1.3Naar aanleiding van deze mededeling heeft verweerder eiser op grond van artikel 23, eerste lid, aanhef en onder f, van de Regeling en bijlage I, onder B, onderdeel III van de Regeling verplicht deel te nemen aan een onderzoek naar de geschiktheid. Verweerder heeft ook de geldigheid van zijn rijbewijs geschorst. Dit besluit heeft verweerder in bezwaar gehandhaafd.
2. Eiser heeft de feitelijke gang van zaken op 4 november 2017 niet betwist. Hij betwist evenmin dat hij die dag 360 ng/ml amfetamine in zijn bloed had. Eiser voert evenwel aan dat verweerder niet bevoegd was om te besluiten dat hij zich aan een onderzoek naar de geschiktheid diende te onderwerpen. Artikel 23, eerste lid, aanhef en onder f, van de Regeling formuleert twee voorwaarden:
- ten aanzien van betrokkene is proces-verbaal opgemaakt wegens verdenking van overtreding van artikel 8, eerste of vijfde lid, van de Wegenverkeerswet 1994 of wegens het weigeren van medewerking aan een bloedonderzoek,
- de politie heeft in het proces-verbaal aanvullende gegevens opgenomen betreffende het gedrag of de uiterlijke kenmerken van de betrokkene, diens rijgedrag, dan wel andere omstandigheden, welke leiden tot het vermoeden van rijden onder invloed van drogerende stoffen. Volgens eiser is aan geen van beide voorwaarden voldaan. Er is ten aanzien van hem geen proces-verbaal wegens verdenking van overtreding van artikel 8, eerste of vijfde lid, van de Wegenverkeerswet 1994 (WvW 1994) opgemaakt. Bovendien heeft de Nederlandse politie niet in een dergelijk proces-verbaal aanvullende gegevens opgenomen die leiden tot het vermoeden van rijden onder invloed van drogerende stoffen, aldus nog steeds eiser.

■ **GEGEVENSSET**
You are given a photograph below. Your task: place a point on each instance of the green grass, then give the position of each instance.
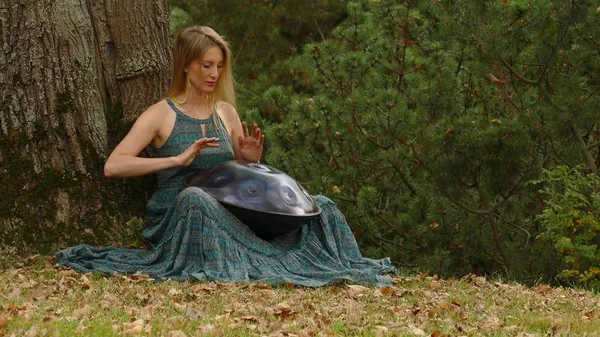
(38, 298)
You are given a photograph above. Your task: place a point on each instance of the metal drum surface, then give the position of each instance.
(264, 198)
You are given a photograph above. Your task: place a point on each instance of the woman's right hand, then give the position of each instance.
(187, 157)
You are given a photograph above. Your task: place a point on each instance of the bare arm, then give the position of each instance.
(124, 162)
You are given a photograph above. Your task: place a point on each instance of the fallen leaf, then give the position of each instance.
(543, 289)
(16, 293)
(416, 331)
(283, 311)
(135, 327)
(386, 290)
(356, 291)
(80, 313)
(193, 313)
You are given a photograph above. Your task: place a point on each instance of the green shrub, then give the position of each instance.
(570, 221)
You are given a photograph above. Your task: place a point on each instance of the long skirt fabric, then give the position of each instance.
(202, 240)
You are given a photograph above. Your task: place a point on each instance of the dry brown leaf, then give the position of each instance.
(3, 322)
(356, 291)
(386, 290)
(283, 311)
(249, 318)
(416, 331)
(80, 313)
(16, 293)
(193, 313)
(135, 327)
(543, 289)
(490, 323)
(305, 333)
(267, 293)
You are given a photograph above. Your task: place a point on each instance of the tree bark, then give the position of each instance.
(74, 74)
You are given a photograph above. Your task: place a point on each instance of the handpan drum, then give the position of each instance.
(264, 198)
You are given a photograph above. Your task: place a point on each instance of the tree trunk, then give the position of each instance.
(74, 74)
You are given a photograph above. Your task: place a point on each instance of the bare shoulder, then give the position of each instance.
(157, 111)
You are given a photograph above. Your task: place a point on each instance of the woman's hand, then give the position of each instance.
(187, 157)
(251, 145)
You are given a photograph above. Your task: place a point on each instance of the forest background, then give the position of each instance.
(457, 137)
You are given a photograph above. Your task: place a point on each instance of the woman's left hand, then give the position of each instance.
(251, 145)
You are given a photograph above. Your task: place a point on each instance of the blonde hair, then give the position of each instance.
(191, 44)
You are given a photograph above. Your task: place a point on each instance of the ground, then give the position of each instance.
(40, 298)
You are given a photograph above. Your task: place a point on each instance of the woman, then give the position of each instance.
(191, 235)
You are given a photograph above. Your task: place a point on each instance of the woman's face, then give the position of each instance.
(204, 72)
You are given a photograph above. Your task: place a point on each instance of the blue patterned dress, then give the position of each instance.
(192, 236)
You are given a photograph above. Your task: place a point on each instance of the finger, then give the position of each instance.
(245, 129)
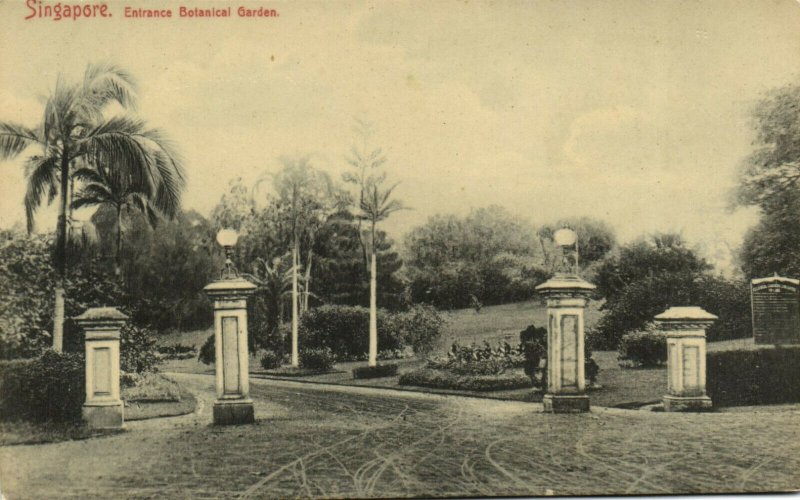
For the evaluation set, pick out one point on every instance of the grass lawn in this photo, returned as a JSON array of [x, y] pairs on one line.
[[619, 387], [16, 433], [153, 396], [320, 442], [503, 322]]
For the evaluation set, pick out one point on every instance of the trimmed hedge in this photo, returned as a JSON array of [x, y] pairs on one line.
[[270, 359], [48, 388], [320, 359], [443, 379], [387, 370], [758, 377], [644, 349]]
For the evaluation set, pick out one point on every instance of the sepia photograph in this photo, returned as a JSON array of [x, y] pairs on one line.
[[352, 249]]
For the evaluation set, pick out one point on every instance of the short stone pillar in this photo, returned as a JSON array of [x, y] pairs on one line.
[[233, 404], [685, 328], [103, 408], [567, 297]]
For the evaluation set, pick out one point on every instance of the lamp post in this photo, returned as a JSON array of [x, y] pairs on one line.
[[230, 292], [567, 295]]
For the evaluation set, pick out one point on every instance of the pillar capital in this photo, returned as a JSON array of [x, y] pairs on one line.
[[101, 319], [677, 320], [565, 287], [230, 289]]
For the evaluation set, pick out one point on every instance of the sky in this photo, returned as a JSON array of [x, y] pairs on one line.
[[633, 112]]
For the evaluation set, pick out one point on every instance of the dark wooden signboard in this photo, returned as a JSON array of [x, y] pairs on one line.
[[776, 310]]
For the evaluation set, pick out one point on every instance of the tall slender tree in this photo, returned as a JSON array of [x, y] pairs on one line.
[[74, 129], [305, 195], [374, 204]]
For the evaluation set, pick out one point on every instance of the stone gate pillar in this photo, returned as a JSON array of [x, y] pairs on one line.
[[685, 328], [233, 404], [103, 408], [567, 297]]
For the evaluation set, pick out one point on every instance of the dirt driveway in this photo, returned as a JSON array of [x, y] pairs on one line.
[[316, 441]]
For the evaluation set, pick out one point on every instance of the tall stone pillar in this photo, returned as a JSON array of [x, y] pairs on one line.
[[567, 297], [233, 404], [685, 328], [103, 408]]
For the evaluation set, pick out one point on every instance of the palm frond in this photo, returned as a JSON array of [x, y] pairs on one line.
[[144, 205], [106, 82], [14, 139]]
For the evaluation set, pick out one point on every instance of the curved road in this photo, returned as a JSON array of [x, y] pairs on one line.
[[324, 441]]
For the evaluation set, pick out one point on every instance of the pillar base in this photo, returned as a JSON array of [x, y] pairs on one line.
[[687, 403], [104, 415], [233, 412], [566, 403]]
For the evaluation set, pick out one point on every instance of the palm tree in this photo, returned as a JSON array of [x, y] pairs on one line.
[[275, 282], [74, 133], [374, 205], [127, 187]]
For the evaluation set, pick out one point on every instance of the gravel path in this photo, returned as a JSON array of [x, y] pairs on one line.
[[321, 441]]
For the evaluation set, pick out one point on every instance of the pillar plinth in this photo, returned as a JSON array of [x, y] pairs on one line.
[[567, 297], [233, 404], [103, 408], [685, 328]]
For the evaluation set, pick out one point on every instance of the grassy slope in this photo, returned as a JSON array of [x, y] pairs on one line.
[[503, 322], [493, 324]]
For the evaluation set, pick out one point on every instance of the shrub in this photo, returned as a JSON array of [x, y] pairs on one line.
[[345, 331], [445, 379], [387, 370], [270, 360], [420, 327], [763, 376], [137, 349], [149, 387], [320, 359], [643, 349], [48, 388], [533, 343], [176, 351], [208, 352], [479, 360]]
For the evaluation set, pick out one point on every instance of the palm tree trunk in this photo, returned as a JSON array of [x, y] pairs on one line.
[[307, 281], [118, 252], [295, 353], [373, 303], [61, 255]]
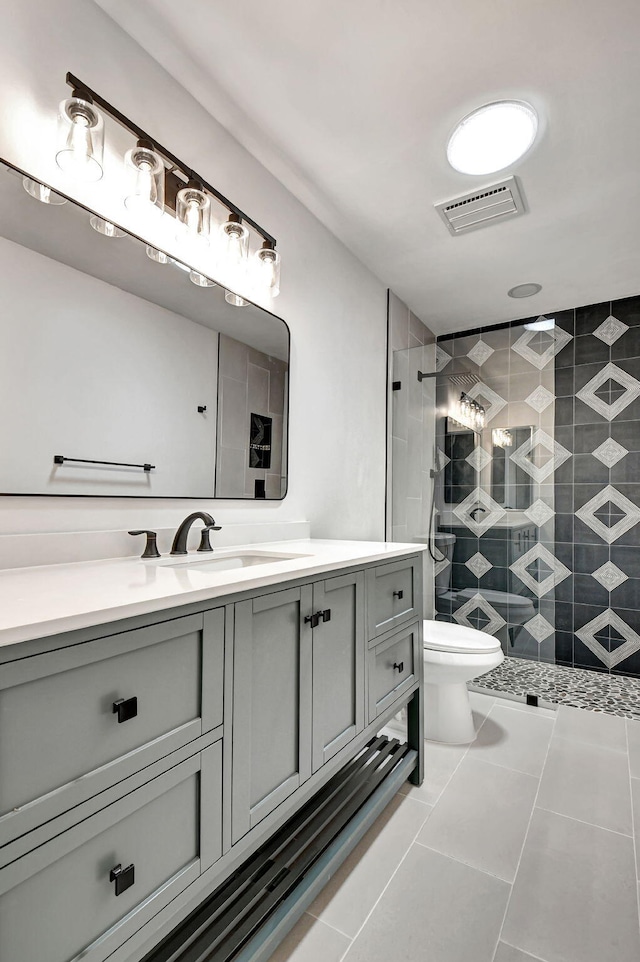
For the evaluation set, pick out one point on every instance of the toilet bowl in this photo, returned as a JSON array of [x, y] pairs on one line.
[[453, 655]]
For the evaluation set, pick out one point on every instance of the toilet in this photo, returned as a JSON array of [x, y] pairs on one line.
[[453, 655]]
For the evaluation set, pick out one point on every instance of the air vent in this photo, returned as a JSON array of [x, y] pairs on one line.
[[481, 207]]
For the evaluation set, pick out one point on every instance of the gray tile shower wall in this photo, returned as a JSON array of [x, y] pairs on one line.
[[546, 552]]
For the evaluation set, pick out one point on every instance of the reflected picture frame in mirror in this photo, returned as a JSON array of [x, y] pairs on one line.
[[123, 377]]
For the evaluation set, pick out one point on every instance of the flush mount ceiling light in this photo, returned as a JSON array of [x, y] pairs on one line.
[[160, 184], [524, 290], [492, 137]]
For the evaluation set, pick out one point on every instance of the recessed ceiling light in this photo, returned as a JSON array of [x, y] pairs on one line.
[[524, 290], [492, 137], [542, 324]]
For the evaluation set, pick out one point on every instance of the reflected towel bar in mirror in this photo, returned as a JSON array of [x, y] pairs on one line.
[[59, 459]]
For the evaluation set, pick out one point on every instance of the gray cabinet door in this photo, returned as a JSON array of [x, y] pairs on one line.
[[271, 704], [338, 665]]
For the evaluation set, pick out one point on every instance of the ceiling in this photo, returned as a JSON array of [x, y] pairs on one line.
[[350, 105]]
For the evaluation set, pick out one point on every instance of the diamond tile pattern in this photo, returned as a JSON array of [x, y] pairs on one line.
[[480, 352], [610, 576], [540, 399], [610, 410], [539, 513], [557, 570], [488, 513], [610, 452], [478, 565], [609, 495], [609, 619], [610, 330], [540, 347], [495, 622], [479, 458], [557, 455]]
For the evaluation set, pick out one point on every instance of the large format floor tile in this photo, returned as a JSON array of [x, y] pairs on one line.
[[347, 899], [592, 727], [311, 941], [440, 762], [482, 817], [513, 739], [575, 897], [633, 737], [587, 782], [435, 908]]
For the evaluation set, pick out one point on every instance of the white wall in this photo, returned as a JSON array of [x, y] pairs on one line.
[[332, 303], [104, 375]]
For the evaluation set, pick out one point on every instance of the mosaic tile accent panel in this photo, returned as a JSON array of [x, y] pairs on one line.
[[577, 687]]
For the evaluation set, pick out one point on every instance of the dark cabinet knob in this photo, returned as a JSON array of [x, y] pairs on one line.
[[123, 877], [125, 708], [150, 548]]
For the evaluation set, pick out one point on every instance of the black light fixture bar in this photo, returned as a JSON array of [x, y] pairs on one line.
[[140, 134]]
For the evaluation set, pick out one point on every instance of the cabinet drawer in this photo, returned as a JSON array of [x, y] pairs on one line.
[[59, 903], [60, 739], [393, 668], [393, 596]]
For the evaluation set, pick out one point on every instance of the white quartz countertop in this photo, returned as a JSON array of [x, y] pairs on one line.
[[40, 601]]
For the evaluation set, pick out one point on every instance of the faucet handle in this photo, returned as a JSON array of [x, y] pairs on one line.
[[205, 544], [150, 548]]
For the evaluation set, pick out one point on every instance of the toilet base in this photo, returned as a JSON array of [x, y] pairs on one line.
[[447, 714]]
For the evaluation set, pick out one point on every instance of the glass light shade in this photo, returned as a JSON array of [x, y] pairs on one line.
[[158, 256], [267, 271], [42, 193], [234, 248], [105, 227], [80, 139], [193, 211], [492, 137], [234, 299], [145, 170], [200, 280]]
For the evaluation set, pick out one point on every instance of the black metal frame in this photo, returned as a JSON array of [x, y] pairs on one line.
[[149, 497], [188, 172]]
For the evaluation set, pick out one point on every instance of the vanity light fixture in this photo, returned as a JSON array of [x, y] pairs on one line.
[[193, 211], [469, 413], [145, 169], [42, 193], [80, 137], [267, 264], [501, 438], [234, 299], [492, 137], [158, 256], [105, 227], [200, 280], [159, 182]]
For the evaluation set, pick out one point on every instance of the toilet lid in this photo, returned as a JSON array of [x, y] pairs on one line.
[[445, 636], [497, 597]]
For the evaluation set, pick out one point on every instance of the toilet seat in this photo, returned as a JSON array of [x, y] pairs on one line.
[[456, 639]]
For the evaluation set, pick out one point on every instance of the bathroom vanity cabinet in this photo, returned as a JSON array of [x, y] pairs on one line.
[[143, 761]]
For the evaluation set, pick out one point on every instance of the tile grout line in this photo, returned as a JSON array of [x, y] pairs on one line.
[[526, 836], [388, 883], [634, 827]]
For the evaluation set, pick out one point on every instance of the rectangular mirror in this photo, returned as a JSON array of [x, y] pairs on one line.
[[121, 377]]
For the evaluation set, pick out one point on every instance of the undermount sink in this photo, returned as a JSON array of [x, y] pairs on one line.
[[228, 562]]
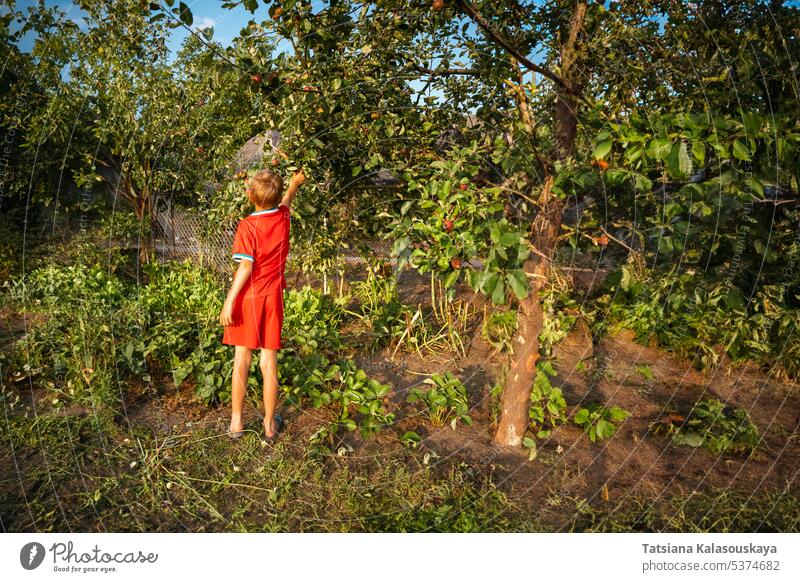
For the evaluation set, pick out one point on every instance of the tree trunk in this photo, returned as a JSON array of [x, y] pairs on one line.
[[544, 233], [519, 382]]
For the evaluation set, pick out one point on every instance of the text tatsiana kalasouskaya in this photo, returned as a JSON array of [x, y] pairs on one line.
[[749, 548]]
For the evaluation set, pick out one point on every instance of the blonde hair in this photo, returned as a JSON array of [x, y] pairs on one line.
[[266, 187]]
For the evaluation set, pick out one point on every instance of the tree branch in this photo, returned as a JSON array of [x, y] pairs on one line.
[[472, 11], [444, 72]]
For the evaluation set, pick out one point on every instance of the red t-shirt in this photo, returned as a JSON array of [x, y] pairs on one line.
[[263, 238]]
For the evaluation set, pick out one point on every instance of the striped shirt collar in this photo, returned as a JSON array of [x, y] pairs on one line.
[[266, 211]]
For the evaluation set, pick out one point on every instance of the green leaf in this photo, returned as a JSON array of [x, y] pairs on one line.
[[499, 293], [185, 14], [691, 439], [679, 163], [518, 282], [450, 279], [740, 150], [601, 149], [659, 148]]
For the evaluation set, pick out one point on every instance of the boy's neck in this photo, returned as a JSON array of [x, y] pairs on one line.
[[263, 208]]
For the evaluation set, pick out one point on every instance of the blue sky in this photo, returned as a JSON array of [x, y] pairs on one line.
[[226, 23]]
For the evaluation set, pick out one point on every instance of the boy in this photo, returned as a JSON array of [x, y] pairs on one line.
[[253, 311]]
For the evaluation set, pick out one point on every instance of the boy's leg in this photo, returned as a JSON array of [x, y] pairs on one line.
[[241, 368], [268, 362]]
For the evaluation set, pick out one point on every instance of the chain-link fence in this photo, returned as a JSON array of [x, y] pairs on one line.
[[182, 234]]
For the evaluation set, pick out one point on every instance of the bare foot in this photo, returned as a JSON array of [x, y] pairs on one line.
[[270, 428]]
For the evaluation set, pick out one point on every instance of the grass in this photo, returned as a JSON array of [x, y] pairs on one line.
[[86, 473]]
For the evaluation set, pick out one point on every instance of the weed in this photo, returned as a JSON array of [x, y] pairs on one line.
[[600, 422], [446, 399], [711, 424]]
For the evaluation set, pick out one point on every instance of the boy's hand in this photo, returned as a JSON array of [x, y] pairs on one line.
[[298, 178], [226, 315]]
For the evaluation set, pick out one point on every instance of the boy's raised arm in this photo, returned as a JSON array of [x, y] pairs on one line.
[[294, 185]]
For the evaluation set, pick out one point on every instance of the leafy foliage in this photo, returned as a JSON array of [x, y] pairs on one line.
[[445, 400], [712, 424], [599, 421]]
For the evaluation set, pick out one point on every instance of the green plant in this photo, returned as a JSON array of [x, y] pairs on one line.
[[711, 424], [445, 399], [599, 421], [498, 329], [559, 313], [547, 405], [311, 321]]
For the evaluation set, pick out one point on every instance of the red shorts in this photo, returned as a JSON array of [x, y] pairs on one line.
[[257, 322]]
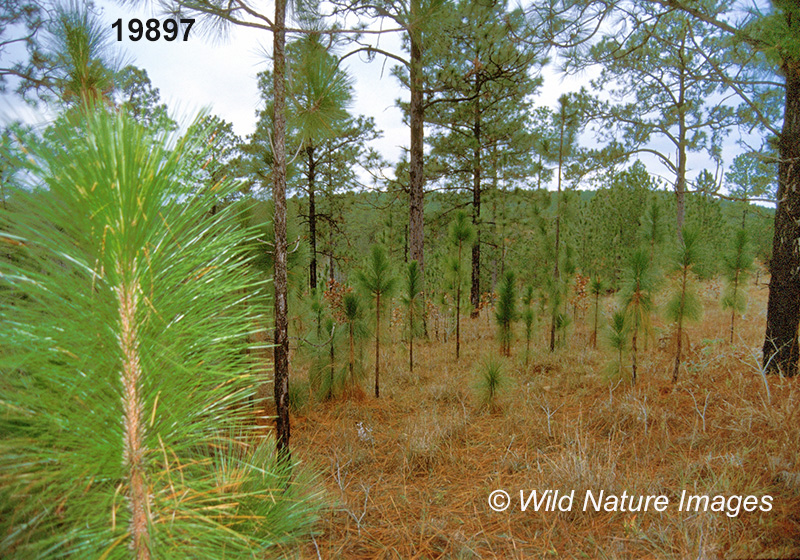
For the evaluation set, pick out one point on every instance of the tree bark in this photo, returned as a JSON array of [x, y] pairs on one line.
[[312, 216], [416, 121], [780, 350], [556, 272], [680, 179], [377, 344], [281, 383], [475, 289]]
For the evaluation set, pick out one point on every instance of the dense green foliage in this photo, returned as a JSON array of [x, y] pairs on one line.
[[128, 378]]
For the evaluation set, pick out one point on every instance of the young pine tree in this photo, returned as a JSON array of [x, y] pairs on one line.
[[353, 312], [126, 377], [684, 305], [618, 337], [462, 234], [528, 317], [376, 279], [506, 312], [637, 300], [412, 301], [737, 266], [596, 288]]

■ **OPDRACHTEN**
- 1) Schrijf uit het fragment letterlijk het stuk over dat opent met de woorden waarin "1.3Naar aanleiding van" staat en sluit met "in bezwaar gehandhaafd.".
- 2) Hoeveel amfetamine had eiser volgens het fragment op 4 november 2017 in zijn bloed?

■ **ANTWOORDEN**
- 1)
1.3Naar aanleiding van deze mededeling heeft verweerder eiser op grond van artikel 23, eerste lid, aanhef en onder f, van de Regeling en bijlage I, onder B, onderdeel III van de Regeling verplicht deel te nemen aan een onderzoek naar de geschiktheid. Verweerder heeft ook de geldigheid van zijn rijbewijs geschorst. Dit besluit heeft verweerder in bezwaar gehandhaafd.

- 2) 360 ng/ml